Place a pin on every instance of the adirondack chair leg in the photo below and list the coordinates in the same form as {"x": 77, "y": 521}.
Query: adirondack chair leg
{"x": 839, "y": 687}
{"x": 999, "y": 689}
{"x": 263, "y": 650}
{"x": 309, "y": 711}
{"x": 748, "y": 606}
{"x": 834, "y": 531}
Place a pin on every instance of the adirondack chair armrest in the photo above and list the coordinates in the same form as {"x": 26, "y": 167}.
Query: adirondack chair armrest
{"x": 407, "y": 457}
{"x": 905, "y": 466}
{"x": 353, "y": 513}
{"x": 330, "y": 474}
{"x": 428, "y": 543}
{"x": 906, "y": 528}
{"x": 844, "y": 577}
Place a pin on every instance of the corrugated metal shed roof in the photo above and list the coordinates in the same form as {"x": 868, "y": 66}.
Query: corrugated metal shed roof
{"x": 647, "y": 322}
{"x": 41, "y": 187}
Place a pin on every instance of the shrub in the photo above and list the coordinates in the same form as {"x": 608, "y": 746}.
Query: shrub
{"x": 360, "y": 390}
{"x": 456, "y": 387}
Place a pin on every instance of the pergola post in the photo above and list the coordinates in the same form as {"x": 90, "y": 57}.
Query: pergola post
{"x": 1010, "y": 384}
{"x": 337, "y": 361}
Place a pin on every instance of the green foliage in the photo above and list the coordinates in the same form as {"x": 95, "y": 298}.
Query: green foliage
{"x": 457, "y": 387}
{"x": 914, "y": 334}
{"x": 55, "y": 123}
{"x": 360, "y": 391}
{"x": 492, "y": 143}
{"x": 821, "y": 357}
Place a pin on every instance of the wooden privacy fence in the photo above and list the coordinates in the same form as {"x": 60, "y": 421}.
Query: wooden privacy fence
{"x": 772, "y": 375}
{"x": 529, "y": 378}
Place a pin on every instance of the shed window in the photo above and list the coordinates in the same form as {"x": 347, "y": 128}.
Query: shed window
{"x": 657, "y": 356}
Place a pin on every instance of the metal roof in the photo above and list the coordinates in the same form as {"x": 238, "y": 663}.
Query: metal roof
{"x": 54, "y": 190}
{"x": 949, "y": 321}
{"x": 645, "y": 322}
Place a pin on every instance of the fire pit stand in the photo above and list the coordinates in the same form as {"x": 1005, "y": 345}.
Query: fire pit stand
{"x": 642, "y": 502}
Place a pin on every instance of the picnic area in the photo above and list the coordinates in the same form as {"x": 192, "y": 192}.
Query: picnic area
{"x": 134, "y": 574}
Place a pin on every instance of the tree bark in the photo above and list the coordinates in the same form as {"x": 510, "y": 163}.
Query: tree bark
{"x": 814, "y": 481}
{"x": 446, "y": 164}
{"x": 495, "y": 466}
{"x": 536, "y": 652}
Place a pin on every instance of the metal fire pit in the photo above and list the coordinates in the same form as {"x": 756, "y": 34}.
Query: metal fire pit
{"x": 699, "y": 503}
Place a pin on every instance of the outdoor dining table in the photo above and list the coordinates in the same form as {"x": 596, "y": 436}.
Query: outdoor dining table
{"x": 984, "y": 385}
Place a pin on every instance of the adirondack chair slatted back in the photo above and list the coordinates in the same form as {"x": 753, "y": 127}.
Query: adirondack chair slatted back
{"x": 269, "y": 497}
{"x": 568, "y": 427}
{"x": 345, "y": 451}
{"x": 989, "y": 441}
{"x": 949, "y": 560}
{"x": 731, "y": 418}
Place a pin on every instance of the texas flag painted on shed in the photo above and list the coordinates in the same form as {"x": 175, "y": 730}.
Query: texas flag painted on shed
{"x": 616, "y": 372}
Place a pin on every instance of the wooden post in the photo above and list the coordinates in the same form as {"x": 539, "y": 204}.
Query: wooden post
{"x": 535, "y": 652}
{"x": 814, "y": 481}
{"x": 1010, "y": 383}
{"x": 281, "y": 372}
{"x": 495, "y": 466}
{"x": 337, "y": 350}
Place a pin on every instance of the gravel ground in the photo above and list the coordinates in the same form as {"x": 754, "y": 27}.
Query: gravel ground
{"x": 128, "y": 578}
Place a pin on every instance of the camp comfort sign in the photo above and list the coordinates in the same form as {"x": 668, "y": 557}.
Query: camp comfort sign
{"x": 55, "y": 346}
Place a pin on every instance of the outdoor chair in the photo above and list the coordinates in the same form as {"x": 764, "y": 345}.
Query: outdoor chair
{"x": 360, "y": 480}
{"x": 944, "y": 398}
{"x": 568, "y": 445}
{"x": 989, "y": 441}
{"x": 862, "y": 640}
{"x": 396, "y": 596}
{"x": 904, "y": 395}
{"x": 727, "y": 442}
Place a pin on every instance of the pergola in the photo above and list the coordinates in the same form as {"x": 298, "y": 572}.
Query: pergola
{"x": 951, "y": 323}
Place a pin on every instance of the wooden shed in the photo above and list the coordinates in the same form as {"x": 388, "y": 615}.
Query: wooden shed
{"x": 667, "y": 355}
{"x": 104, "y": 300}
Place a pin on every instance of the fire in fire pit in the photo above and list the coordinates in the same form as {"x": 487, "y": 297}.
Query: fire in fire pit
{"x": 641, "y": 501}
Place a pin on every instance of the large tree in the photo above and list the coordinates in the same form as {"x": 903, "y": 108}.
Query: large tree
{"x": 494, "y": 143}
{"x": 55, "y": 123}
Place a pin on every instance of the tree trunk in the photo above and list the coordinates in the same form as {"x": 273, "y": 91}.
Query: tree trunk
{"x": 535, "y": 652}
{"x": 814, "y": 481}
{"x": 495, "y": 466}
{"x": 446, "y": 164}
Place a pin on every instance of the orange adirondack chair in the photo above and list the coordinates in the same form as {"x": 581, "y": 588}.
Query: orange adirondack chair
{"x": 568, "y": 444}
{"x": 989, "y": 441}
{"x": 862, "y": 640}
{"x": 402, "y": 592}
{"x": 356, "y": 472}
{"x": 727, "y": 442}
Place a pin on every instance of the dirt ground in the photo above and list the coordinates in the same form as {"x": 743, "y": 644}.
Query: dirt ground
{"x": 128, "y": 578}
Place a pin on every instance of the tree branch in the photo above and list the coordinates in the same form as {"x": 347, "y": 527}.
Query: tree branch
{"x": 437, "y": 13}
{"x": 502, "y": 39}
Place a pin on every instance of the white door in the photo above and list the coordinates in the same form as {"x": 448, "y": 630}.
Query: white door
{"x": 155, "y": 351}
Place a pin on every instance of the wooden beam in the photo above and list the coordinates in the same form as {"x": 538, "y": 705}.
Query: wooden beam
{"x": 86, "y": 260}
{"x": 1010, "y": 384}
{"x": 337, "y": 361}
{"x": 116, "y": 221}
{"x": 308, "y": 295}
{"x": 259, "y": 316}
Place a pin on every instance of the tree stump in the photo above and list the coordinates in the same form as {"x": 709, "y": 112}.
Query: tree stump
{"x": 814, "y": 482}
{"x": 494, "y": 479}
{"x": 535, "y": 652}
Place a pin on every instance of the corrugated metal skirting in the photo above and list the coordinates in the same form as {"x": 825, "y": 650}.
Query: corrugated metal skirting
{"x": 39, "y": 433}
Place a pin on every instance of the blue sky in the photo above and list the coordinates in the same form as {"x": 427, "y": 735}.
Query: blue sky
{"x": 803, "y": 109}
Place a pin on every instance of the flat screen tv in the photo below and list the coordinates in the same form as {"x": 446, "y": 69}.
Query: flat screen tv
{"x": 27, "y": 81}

### [EXERCISE]
Pull every line containing "below" out of the data above.

### [REPLY TO THE TASK]
Place a pin on every instance of the adirondack chair leg in the photo below and list the coordinates in the same form as {"x": 77, "y": 521}.
Place a pin on every instance of the flat screen tv in the photo below and list the coordinates in the same form as {"x": 446, "y": 69}.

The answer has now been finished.